Every record should be written out again in full, with no character altered.

Records from a data collection:
◆ ◆ ◆ ◆ ◆ ◆ ◆

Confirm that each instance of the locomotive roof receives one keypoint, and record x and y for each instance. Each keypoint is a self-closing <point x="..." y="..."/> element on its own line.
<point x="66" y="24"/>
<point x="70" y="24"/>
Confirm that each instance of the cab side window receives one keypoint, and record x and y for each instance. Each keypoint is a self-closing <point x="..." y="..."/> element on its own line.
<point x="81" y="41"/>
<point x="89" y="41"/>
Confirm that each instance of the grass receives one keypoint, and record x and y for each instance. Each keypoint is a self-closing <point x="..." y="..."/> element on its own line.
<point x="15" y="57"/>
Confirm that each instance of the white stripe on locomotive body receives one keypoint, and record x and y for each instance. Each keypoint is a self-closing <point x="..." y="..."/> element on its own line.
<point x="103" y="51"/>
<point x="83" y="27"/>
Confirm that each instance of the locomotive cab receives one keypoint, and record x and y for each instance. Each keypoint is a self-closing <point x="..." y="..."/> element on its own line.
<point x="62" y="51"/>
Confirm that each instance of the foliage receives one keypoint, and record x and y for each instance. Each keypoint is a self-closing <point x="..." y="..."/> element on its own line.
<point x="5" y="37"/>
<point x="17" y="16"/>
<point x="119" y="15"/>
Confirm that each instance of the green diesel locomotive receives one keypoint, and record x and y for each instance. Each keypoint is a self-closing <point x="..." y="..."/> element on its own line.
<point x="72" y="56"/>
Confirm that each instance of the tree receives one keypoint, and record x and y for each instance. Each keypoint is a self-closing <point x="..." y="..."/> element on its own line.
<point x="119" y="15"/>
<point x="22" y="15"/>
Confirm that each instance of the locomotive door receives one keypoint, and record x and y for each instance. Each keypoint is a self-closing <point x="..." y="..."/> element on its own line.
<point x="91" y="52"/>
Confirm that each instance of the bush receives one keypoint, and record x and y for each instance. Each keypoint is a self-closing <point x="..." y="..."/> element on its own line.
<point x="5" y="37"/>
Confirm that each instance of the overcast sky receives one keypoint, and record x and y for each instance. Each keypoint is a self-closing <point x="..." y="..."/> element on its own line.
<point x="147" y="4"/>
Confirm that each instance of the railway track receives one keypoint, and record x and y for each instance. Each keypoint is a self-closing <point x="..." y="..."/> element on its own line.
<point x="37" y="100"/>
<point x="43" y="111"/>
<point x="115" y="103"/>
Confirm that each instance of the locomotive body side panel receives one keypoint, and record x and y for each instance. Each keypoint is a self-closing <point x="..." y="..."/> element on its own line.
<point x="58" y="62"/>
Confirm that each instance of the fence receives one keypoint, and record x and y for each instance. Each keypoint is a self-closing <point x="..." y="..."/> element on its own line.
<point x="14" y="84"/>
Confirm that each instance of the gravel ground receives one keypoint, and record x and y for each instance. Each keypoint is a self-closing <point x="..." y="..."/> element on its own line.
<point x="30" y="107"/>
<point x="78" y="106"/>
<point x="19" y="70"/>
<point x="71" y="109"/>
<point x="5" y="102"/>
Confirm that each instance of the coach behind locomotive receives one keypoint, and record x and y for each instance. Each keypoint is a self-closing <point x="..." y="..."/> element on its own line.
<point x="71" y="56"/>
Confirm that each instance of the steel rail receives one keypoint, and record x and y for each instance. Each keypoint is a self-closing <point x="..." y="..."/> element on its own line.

◆ ◆ ◆ ◆ ◆ ◆ ◆

> [Output of the task]:
Confirm that each instance of the locomotive roof receives one keypoint, and record x and y for each instance. Each keypoint is a self-closing <point x="..." y="..."/> element on its own line.
<point x="66" y="24"/>
<point x="70" y="24"/>
Confirm that each instance of the cab side window receives one keypoint, and record x and y for each instance. Each keypoint is a self-closing <point x="..." y="..."/> element on its own line.
<point x="81" y="41"/>
<point x="89" y="41"/>
Confirm that each instance of the grass receives one keypoint, and record x and y for each instance. Each keypoint is a self-closing <point x="..." y="..."/> element on its own line.
<point x="15" y="57"/>
Confirm that each instance of the white stripe on locomotive body receives one keypoint, and record x and y for each instance. Each keypoint is a self-closing <point x="..." y="..."/> element on its own line.
<point x="103" y="51"/>
<point x="83" y="27"/>
Confirm that each instance of the locomotive cab receives one keypoint, and record x and y for each instance. Each keypoint is a self-closing <point x="..." y="..."/> element on its own line.
<point x="62" y="51"/>
Confirm that each instance of the foliage receives one keypoint, and record x and y for each instance. Each keypoint is a self-closing <point x="..." y="..."/> element on its own line.
<point x="5" y="37"/>
<point x="17" y="16"/>
<point x="119" y="15"/>
Confirm that each instance of the green diesel locomotive receives one keypoint, and record x and y for each instance. Each keypoint is a self-closing <point x="..." y="..."/> element on its own line.
<point x="72" y="56"/>
Confirm that each instance of the tree receives one keypoint, and record x and y for each instance. Each keypoint is a self-closing <point x="..." y="..."/> element on its own line.
<point x="119" y="15"/>
<point x="22" y="15"/>
Confirm that each instance of the locomotive door receives one keypoint, and record x and y for each instance. Each keypoint is a self-closing <point x="..." y="..."/> element on its own line.
<point x="91" y="52"/>
Confirm that each instance of the bush receives one keypoint, and record x and y for each instance. Each keypoint is a self-closing <point x="..." y="..."/> element on its own line.
<point x="5" y="37"/>
Confirm that each instance of the overcast sky receives one keypoint, and record x and y for each instance. Each keypoint is a self-closing <point x="..." y="..."/> element on its own line.
<point x="147" y="4"/>
Confirm that each instance of the railway track receives one keypoint, and record x and y for each instance. Each keypoint is a self-closing <point x="..." y="..."/> element on its own line.
<point x="37" y="100"/>
<point x="43" y="111"/>
<point x="115" y="103"/>
Confirm that each instance of the locomotive body side panel receives one keypoint, and record x and y for each instance. Each keypoint is a self-closing <point x="..." y="..."/> element on its own line.
<point x="58" y="62"/>
Confirm that each instance of the fence receives one keypoint, and record x and y for each instance. Each keypoint is a self-closing <point x="..." y="..."/> element on its own line.
<point x="14" y="84"/>
Confirm that each instance of the gravel ground receives one keypoint, and record x and y for each instance. Each keypoint is a self-closing <point x="..." y="..."/> element on its own line.
<point x="30" y="107"/>
<point x="78" y="106"/>
<point x="19" y="70"/>
<point x="71" y="109"/>
<point x="5" y="102"/>
Confirm that each instance of the coach behind locomotive receives one keypoint, and record x and y for each instance. Each keypoint is a self-closing <point x="..." y="..."/> element on its own line.
<point x="71" y="56"/>
Confirm that each instance of the steel rail receives one keypoint, and record x and y for each instance. Each keypoint is a self-closing <point x="..." y="..."/> element on its own line.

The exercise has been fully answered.